• _DOCUMENT EXTRACT_
=======
For multi-point clipping, _clip_data_to_points_as_mask either applies a points-mask in place or extracts along a new points dimension when extract_points=True (set by {"points": [...], "separated": True}).

Persisting to Memory

When persist=True (constructor arg or persist key in dict input), the processor calls .compute() on the result before returning. This collapses the Dask task graph and is recommended for large multi-point clipping followed by 1-in-X analysis or other graph-heavy operations.

Boundary Catalog Access

  • Boundaries loaded lazily via _get_boundary_geometry (line 1443) / _get_multi_boundary_geometry (line 1683).
  • Sourced from S3 intake-esm catalog and cached for the process lifetime.

Parameters

Parameter Type Required Default Description
value str / list / tuple / dict Geometry specification (modes 1–5 above). For dict input, must contain boundaries or points.
separated bool (in dict input) False For boundaries: keep each as its own dataset entry. For points: extract along a new points dimension.
persist bool (in dict input or constructor) False Call .compute() after clipping to collapse the Dask task graph. Recommended for large multi-point workflows.

Code References

Method Lines Purpose
__init__ 186–291 Parse value, set mode flags (is_single_point, is_multi_point, separated, extract_points, persist)
execute 294–477 Two-phase: parse value → geom (line 303), then dispatch over result type (line 386); optional .compute() if persist
update_context 479–535 Record clipped-region metadata under new_attrs["clip"]
set_data_accessor 537–539 Receive DataCatalog reference for boundary/station lookups
_get_station_coordinates 541–568 HadISD station code → (lat, lon, metadata)
_convert_stations_to_points 570–593 Multi-station list → point_list + metadata list
_clip_data_with_geom 595–663 CRS detection + rio.clip(all_touched=True, drop=True)
_clip_data_to_point 665–878 Closest cell, fallback to 3×3 index-space neighborhood mean
_clip_data_to_multiple_points 880–961 Vectorized multi-point selection
_clip_data_to_multiple_points_fallback 963–1059 Fallback path used when vectorized lookup fails
_clip_data_to_points_as_mask 1061–1346 Mask-based multi-point clip; supports extract_points along new points dim
_clip_data_separated 1348–1441 Per-boundary clipping returning dict/list keyed by boundary
_get_boundary_geometry 1443–1503 Single boundary key → GeoDataFrame
_get_multi_boundary_geometry 1683–1749 Multi-boundary union via _combine_geometries
_combine_geometries 1751– Geometry union helper

Examples

Single County

from climakitae.new_core.user_interface import ClimateData

data = (ClimateData()
=======
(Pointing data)
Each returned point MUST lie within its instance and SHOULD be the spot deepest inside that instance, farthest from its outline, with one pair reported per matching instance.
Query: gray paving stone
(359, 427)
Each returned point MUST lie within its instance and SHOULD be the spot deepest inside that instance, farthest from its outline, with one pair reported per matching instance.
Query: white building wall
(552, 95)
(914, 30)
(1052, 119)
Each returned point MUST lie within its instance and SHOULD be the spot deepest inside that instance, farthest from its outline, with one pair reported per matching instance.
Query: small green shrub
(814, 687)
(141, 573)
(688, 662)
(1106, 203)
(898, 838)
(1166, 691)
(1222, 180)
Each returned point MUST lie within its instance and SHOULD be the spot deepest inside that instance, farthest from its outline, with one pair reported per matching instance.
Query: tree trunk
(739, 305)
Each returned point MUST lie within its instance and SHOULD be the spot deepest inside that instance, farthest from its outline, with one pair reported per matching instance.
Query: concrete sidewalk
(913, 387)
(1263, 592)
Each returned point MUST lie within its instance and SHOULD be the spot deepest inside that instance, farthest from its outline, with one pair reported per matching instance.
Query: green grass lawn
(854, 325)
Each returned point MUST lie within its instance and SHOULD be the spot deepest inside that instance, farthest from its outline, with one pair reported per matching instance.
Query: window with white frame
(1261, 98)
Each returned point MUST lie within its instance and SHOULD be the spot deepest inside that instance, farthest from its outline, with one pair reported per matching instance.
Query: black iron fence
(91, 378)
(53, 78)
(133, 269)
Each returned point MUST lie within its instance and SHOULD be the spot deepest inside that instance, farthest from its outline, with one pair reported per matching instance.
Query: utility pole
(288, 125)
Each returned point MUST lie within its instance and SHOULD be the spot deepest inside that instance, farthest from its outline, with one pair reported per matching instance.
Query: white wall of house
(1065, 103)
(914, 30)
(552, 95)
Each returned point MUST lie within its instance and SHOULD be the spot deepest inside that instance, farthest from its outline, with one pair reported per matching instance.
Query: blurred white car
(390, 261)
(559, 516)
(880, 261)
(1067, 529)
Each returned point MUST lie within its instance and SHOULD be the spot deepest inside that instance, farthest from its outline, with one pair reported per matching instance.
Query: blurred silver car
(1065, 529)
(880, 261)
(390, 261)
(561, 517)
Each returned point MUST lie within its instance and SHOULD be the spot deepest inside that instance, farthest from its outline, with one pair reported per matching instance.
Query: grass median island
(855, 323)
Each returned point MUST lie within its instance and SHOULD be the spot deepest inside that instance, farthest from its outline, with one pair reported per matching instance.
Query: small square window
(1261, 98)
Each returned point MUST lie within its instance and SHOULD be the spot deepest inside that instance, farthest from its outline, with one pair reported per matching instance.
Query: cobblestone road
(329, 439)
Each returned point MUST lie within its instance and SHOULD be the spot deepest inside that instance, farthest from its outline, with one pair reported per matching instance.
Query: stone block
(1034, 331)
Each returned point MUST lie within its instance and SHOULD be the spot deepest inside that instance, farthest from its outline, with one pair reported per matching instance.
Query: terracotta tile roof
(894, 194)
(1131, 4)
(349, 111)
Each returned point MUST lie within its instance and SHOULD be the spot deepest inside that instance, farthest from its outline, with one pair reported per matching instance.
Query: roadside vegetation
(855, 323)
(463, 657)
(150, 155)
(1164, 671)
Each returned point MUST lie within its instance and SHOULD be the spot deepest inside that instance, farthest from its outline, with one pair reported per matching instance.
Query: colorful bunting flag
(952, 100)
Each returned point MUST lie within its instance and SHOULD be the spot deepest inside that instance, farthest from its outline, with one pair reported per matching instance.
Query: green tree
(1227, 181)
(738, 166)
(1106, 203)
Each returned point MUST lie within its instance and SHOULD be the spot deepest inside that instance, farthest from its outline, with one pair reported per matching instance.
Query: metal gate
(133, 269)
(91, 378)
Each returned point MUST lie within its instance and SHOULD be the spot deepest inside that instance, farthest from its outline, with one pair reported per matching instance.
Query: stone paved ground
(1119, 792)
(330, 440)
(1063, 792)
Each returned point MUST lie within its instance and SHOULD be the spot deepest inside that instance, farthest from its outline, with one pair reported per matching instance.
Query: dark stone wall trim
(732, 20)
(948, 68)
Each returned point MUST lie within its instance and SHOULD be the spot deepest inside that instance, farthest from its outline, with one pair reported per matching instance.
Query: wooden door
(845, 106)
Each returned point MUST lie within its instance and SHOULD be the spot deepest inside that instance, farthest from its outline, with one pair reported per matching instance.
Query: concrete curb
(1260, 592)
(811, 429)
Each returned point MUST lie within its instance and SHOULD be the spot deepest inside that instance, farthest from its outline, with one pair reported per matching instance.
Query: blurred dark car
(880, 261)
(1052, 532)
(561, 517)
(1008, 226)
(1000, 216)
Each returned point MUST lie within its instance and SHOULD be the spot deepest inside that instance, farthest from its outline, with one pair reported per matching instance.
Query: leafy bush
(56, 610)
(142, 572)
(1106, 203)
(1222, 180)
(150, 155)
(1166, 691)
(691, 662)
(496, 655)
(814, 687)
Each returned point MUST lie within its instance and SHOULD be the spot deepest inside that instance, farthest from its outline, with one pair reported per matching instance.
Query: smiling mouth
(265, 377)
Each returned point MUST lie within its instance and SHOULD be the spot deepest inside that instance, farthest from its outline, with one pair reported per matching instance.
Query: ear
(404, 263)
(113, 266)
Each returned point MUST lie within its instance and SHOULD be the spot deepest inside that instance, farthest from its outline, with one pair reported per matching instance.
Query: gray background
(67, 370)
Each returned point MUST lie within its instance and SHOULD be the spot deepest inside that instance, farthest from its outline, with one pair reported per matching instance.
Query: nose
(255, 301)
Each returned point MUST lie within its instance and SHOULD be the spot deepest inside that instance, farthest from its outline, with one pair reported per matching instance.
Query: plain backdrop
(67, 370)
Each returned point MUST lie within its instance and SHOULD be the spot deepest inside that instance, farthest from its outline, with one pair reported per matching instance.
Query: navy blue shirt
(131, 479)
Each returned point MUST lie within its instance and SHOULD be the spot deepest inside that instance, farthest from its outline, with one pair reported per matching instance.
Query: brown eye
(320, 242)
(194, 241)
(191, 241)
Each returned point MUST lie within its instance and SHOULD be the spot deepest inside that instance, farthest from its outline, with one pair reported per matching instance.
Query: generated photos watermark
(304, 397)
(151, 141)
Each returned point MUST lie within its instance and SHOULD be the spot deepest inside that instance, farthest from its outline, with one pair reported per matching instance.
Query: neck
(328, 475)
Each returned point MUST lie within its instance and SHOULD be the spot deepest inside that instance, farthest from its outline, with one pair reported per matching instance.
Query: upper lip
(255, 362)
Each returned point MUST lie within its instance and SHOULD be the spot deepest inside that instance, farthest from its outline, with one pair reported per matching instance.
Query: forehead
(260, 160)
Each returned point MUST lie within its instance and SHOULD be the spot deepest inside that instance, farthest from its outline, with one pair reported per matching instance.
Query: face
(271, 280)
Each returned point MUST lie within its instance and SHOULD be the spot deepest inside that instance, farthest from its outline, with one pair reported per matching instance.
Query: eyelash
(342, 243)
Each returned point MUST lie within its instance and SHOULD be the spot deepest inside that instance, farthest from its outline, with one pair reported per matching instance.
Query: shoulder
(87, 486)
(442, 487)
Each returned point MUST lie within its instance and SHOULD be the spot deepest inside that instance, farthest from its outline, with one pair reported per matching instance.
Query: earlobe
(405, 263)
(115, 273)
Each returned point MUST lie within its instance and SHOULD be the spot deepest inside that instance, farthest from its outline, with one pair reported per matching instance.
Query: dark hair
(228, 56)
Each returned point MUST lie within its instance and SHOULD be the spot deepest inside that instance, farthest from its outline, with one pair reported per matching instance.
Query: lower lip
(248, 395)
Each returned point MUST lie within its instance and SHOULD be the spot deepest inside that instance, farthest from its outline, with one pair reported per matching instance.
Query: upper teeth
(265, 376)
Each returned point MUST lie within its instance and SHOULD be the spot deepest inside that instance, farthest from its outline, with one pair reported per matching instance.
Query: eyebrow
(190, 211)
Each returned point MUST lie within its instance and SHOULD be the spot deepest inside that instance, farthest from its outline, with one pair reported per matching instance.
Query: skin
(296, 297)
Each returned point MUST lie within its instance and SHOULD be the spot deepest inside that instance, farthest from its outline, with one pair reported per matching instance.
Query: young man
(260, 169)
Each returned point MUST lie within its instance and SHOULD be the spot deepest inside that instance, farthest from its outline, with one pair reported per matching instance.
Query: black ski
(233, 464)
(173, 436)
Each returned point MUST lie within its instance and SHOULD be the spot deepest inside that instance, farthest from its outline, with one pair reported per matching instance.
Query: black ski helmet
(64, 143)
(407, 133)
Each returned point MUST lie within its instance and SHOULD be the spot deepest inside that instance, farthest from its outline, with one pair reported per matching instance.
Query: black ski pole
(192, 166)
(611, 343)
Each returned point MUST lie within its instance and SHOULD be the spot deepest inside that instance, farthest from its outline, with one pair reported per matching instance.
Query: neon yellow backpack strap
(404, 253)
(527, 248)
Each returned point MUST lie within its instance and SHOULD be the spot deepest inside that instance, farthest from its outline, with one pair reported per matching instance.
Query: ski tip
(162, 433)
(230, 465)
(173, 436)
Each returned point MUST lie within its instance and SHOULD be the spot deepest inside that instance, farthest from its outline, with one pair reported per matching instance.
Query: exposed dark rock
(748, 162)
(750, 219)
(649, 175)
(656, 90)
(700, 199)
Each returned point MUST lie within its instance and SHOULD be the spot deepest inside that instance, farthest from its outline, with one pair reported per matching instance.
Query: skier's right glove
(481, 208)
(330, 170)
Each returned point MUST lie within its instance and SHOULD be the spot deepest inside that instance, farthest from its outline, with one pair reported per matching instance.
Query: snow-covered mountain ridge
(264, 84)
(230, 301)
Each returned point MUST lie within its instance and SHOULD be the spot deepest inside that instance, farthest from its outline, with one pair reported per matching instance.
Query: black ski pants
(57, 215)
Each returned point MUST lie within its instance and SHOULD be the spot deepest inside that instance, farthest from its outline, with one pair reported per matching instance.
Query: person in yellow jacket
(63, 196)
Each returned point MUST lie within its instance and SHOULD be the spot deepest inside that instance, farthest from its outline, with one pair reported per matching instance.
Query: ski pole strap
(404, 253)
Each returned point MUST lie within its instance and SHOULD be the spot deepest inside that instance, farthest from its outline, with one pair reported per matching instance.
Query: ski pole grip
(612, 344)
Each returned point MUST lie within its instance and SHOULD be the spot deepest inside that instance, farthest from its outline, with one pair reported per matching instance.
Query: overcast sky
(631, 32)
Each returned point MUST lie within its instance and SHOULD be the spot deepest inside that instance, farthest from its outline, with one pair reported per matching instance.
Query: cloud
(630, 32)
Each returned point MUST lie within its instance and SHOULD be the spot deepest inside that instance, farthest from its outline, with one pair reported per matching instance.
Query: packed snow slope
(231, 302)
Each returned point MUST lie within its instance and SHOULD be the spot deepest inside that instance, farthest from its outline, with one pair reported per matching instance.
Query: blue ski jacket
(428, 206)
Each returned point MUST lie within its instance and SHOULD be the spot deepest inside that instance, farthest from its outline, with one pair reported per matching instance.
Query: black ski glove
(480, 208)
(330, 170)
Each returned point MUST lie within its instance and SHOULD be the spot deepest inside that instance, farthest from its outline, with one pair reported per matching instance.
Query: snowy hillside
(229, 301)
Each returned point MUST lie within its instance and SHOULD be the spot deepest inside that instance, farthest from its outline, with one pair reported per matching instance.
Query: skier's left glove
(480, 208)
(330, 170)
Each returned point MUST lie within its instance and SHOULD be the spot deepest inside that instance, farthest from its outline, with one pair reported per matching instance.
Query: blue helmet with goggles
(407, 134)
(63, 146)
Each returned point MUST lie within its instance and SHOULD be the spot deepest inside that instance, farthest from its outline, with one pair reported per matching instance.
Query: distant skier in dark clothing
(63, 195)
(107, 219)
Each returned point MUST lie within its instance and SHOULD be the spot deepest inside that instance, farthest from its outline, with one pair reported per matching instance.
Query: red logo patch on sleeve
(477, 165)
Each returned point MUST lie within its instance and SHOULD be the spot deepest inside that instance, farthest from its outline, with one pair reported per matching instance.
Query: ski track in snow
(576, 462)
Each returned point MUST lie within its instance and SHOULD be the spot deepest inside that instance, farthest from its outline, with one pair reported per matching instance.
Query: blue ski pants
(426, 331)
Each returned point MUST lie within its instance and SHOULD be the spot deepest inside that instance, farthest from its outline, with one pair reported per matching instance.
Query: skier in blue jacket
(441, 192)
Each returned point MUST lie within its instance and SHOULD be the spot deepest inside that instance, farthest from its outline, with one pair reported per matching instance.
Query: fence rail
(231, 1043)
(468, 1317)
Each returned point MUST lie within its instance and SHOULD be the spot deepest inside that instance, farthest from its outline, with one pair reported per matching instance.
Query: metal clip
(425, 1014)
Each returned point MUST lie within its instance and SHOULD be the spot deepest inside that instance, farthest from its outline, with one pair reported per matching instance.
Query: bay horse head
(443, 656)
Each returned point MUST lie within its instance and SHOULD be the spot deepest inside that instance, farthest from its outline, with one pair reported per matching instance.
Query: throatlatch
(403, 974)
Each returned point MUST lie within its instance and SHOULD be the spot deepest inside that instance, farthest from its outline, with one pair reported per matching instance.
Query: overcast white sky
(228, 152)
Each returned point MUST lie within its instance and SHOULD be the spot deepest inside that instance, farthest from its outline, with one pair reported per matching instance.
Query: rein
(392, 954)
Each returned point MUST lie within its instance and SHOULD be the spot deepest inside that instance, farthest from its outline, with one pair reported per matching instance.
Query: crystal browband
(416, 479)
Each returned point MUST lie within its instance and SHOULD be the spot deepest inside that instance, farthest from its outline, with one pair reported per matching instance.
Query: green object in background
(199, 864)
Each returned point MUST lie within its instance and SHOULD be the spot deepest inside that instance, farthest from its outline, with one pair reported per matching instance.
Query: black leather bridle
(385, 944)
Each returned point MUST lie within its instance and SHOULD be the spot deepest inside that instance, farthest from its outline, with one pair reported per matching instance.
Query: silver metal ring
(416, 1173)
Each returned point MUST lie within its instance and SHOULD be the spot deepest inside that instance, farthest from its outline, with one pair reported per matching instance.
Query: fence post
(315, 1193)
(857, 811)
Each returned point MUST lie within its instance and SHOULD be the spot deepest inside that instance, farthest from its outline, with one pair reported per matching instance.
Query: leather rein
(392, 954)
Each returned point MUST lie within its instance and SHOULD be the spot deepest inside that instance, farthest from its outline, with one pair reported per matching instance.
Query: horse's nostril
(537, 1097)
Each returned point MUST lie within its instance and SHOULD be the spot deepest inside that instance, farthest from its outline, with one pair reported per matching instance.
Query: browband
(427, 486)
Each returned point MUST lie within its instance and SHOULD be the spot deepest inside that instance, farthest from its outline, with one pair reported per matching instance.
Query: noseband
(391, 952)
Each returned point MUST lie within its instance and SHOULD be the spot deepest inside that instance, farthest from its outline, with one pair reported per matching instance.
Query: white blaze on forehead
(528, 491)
=======
• _SHORT PROBLEM_
Answer these questions from the clipping documentation:
(a) What happens to the result before it is returned when persist=True?
(b) Where are the boundaries sourced from, and how long are they cached?
(c) What does _clip_data_to_point fall back to if the closest cell doesn't work?

• _RESULT OF THE TASK_
(a) The processor calls .compute() on the result, which collapses the Dask task graph.
(b) They come from an S3 intake-esm catalog and are cached for the lifetime of the process.
(c) It falls back to the mean of a 3×3 index-space neighborhood.